* begin Information shown *

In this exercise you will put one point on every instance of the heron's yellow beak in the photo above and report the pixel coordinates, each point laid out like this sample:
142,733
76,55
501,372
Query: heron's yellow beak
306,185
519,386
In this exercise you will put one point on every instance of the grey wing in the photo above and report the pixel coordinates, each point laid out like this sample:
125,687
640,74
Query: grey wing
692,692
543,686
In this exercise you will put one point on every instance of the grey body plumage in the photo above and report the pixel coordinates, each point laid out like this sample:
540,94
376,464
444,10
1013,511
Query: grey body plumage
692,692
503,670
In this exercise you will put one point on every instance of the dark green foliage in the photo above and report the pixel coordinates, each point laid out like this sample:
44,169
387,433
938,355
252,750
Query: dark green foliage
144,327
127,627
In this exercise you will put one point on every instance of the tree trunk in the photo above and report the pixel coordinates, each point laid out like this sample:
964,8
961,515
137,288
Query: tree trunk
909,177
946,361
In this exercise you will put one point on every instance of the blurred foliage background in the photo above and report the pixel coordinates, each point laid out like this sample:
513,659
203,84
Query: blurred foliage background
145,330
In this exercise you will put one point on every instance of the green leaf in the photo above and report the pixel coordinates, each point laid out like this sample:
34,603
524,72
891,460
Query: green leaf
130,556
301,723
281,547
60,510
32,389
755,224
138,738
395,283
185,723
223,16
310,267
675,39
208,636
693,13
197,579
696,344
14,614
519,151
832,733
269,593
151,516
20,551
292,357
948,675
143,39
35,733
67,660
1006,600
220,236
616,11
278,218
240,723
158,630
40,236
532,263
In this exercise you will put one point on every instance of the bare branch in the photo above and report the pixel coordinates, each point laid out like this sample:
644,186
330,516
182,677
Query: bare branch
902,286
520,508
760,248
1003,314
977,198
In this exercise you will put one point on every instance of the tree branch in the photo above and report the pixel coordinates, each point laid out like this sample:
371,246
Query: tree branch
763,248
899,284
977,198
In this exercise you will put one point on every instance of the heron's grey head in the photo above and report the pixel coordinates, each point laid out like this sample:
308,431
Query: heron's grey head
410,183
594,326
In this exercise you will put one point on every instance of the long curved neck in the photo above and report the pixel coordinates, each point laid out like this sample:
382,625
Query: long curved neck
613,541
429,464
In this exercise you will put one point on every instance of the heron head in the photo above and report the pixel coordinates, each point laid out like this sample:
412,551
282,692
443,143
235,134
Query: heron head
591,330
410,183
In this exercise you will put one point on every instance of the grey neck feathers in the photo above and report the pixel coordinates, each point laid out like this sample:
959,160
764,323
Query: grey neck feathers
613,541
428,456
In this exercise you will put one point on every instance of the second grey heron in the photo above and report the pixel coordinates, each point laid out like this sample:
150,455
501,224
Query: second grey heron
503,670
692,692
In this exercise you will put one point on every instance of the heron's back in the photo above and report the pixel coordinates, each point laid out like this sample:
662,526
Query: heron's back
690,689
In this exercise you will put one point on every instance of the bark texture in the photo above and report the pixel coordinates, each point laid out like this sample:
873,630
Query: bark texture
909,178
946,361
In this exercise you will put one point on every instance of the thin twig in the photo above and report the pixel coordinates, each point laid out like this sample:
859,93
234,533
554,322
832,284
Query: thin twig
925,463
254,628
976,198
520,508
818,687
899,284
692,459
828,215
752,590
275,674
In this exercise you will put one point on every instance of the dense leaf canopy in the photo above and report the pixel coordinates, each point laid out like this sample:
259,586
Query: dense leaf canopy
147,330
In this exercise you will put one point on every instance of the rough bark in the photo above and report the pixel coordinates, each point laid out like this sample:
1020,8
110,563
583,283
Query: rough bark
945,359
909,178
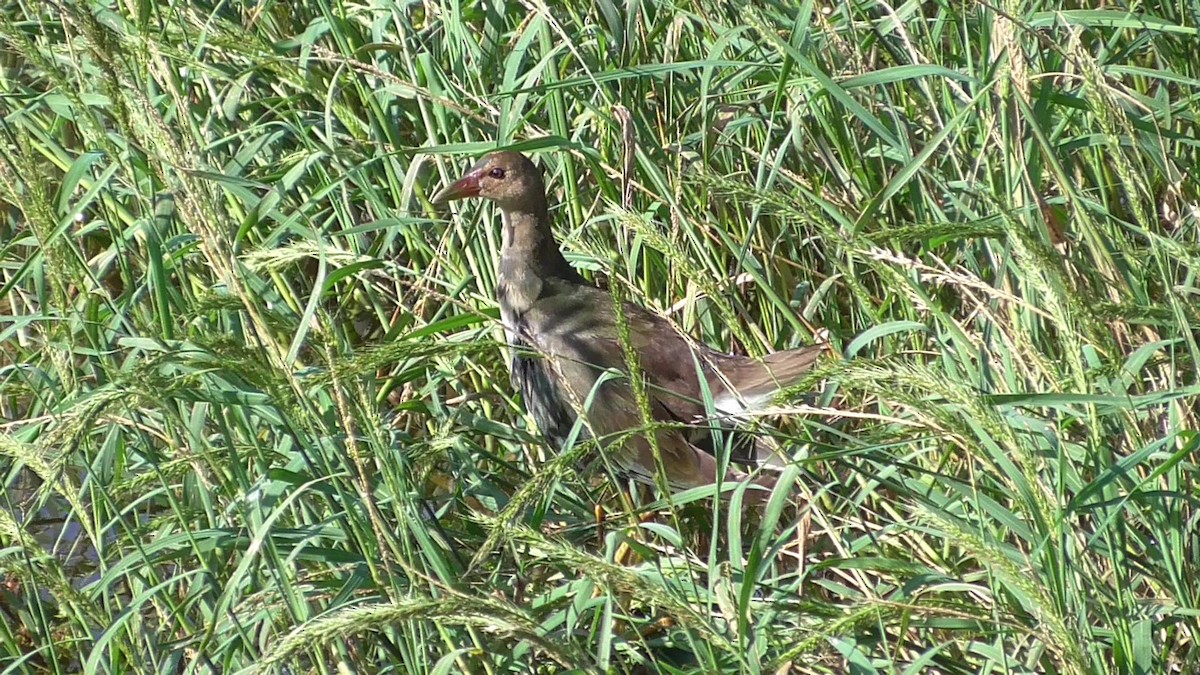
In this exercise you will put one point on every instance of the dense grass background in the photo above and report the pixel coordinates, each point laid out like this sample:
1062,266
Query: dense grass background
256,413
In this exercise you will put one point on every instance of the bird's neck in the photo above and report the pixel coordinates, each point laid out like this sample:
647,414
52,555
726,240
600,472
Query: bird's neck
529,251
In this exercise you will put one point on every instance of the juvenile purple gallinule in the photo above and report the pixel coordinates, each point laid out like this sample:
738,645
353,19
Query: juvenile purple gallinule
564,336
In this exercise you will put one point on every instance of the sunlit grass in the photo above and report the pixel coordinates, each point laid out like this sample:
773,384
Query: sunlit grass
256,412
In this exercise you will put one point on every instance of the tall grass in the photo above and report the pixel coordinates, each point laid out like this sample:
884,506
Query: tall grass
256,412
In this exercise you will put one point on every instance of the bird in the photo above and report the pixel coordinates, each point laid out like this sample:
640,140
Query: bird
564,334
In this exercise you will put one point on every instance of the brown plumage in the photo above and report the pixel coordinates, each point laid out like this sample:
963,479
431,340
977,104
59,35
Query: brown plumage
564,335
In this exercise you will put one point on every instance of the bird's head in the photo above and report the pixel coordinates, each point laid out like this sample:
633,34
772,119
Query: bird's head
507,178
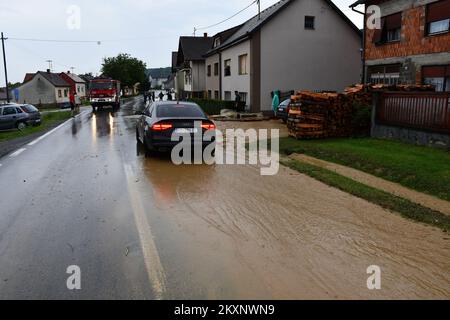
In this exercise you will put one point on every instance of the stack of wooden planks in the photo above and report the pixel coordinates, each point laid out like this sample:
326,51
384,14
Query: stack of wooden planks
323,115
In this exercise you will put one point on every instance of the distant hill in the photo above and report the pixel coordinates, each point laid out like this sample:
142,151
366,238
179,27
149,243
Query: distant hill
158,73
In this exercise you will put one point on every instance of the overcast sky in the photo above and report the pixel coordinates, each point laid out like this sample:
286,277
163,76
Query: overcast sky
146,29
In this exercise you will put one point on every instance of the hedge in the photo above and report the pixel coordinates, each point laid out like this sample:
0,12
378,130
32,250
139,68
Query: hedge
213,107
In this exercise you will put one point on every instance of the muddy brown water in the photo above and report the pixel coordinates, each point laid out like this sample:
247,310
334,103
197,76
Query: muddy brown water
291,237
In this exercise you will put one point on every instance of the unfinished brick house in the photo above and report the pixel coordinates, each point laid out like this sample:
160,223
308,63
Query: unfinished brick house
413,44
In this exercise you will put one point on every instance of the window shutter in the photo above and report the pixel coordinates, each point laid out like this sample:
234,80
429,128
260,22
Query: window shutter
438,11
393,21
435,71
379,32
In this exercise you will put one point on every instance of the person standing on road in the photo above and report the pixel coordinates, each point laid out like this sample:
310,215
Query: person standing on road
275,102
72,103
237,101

* end Information shown *
* begin Information shown *

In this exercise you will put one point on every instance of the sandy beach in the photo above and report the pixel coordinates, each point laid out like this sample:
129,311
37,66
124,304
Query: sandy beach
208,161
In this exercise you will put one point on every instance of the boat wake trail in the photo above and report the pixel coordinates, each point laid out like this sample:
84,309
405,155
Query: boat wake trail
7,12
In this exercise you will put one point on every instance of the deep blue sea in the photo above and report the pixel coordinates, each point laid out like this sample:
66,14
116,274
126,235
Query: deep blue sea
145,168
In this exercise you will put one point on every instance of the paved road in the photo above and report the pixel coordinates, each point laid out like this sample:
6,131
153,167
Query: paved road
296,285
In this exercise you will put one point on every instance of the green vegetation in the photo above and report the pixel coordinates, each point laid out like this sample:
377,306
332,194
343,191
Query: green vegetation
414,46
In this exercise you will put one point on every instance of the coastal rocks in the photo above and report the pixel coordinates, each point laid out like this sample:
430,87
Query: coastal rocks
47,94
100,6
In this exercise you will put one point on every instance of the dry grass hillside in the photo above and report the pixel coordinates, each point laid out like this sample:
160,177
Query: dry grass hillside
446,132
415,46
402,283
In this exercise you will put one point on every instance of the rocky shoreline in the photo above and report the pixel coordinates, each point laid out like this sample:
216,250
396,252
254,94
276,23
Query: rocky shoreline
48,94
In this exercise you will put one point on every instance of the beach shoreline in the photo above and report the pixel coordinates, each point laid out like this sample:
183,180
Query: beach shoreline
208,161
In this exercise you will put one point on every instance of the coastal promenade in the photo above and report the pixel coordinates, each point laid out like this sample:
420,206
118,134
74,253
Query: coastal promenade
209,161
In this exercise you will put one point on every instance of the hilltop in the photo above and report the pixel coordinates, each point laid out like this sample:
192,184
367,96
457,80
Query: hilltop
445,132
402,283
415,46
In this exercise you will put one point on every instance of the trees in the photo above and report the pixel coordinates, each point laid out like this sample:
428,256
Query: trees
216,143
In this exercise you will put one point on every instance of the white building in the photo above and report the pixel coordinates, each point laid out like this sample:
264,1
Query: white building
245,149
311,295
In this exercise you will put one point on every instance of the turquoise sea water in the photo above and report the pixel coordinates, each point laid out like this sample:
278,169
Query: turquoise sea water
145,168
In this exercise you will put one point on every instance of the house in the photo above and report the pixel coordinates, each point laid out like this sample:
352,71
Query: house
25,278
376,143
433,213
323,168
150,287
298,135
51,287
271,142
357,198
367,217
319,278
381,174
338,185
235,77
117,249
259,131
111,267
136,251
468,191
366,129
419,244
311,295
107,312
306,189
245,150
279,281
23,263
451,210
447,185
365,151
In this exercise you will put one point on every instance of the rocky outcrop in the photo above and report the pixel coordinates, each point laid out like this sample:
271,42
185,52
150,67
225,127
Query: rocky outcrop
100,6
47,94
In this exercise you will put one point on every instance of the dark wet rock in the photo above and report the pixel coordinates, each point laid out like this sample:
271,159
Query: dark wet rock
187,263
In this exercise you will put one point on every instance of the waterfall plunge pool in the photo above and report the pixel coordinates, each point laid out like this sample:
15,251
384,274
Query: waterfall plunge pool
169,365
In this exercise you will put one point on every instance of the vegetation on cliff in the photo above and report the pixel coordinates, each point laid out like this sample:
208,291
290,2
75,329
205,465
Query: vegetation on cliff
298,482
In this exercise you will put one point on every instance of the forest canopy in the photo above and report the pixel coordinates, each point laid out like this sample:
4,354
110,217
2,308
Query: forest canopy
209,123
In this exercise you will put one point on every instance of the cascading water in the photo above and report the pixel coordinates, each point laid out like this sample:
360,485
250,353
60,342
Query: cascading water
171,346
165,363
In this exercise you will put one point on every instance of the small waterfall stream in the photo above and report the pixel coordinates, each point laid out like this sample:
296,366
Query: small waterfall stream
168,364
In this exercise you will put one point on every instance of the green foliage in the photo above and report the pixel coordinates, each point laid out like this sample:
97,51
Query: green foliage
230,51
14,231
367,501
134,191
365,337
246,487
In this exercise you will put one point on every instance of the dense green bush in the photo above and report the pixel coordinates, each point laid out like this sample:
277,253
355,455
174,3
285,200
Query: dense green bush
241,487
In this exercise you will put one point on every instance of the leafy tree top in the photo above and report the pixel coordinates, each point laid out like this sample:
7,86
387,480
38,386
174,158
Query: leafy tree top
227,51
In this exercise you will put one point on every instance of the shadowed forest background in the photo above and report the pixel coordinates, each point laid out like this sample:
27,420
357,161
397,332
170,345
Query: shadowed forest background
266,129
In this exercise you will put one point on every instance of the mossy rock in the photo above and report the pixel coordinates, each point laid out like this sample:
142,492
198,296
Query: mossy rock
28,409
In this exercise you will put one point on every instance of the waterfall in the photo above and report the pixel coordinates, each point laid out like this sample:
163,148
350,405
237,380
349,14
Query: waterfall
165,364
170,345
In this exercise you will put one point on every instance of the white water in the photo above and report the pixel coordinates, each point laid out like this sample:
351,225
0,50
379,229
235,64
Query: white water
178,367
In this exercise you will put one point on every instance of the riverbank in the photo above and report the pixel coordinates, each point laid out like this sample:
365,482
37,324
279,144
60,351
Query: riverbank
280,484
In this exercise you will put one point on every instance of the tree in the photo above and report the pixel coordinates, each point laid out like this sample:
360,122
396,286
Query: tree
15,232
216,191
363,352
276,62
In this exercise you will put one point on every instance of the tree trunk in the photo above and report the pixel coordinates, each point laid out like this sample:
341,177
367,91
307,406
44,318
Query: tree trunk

* end Information shown *

* **Exercise objective**:
Which lines in the records above contain the word "branch"? Pick out and copy each one, counting only matches in the same case.

* **Exercise answer**:
In this exercise you will put one point on every instance of the bare branch in the photo above and report the pixel coordinates, each point laid out like this sample:
Query: bare branch
In this exercise you will put one point on every instance of the tree branch in the photo above and report the pixel coordinates, each point laid out like this sample:
Query: tree branch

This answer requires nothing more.